## FRAGMENTO DE PÁGINA

━━━━━━━━━━━━━━━━

Mientras París permanecía ocupada, muchos genios de la pintura europea recalaban en Nueva York, así que los aún jóvenes aprendices yankees pudieron codearse con eminencias como Marc Chagall, Salvador Dali, Max Ernst y varios otros. Pero ninguno lo impresionó a Pollock tanto como lo hizo el chileno Roberto Echaurren Matta (nacido en 1911, quien murió recién en noviembre de 2002).

Matta era el que más se había jugado con su extrapolación de la asociación libre llevándola al campo de la pintura. De lo que se trataba era de entrar en un estado de mente receptivo y dejar que orientara al inconsciente, desatado así de los formalismos y los esquematismos de todo tipo impuestos por la cultura o el aprendizaje.

Matta y sus discípulos no sólo utilizaban lápices y pintura para lograr el efecto de desligue total del control, sino que también hicieron uso de técnicas como el esfumado, pasando el papel por encima de velas, el frotamiento, la decalcomanía, el collage-pegatina, etc.

Para Jackson Pollock estas técnicas hacían posible lo que estaban buscando hacía tiempo: cómo reaccionar en forma emocional frente a los estilos del mundo en vez de tratar de copiarlos o de mejorarlos, tal como él entendía que hacían los pintores representacionalistas.

━━━━━━━━━━━━━━━━

## TAREA ESCRITA A
Enumere los pintores que el fragmento sobre Pollock y Matta nombra como eminencias con las que se codearon en Nueva York los jóvenes aprendices estadounidenses.
El fragmento y los registros no guardan relación entre sí.

## DATOS MOSTRADOS
━━━━━━━━━━━━━━━━

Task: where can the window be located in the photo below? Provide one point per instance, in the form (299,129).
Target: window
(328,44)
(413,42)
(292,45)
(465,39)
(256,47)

━━━━━━━━━━━━━━━━

## TAREA ESCRITA B
Vuelque las líneas de los registros en una tabla Markdown con las columnas «Número» y «Línea del registro», una fila por línea y sin incluir las líneas en blanco.

## SOLUCIÓN DEL EJERCICIO A
- Marc Chagall
- Salvador Dali
- Max Ernst

## SOLUCIÓN DEL EJERCICIO B
| Número | Línea del registro |
|---|---|
| 1 | Task: where can the window be located in the photo below? Provide one point per instance, in the form (299,129). |
| 2 | Target: window |
| 3 | (328,44) |
| 4 | (413,42) |
| 5 | (292,45) |
| 6 | (465,39) |
| 7 | (256,47) |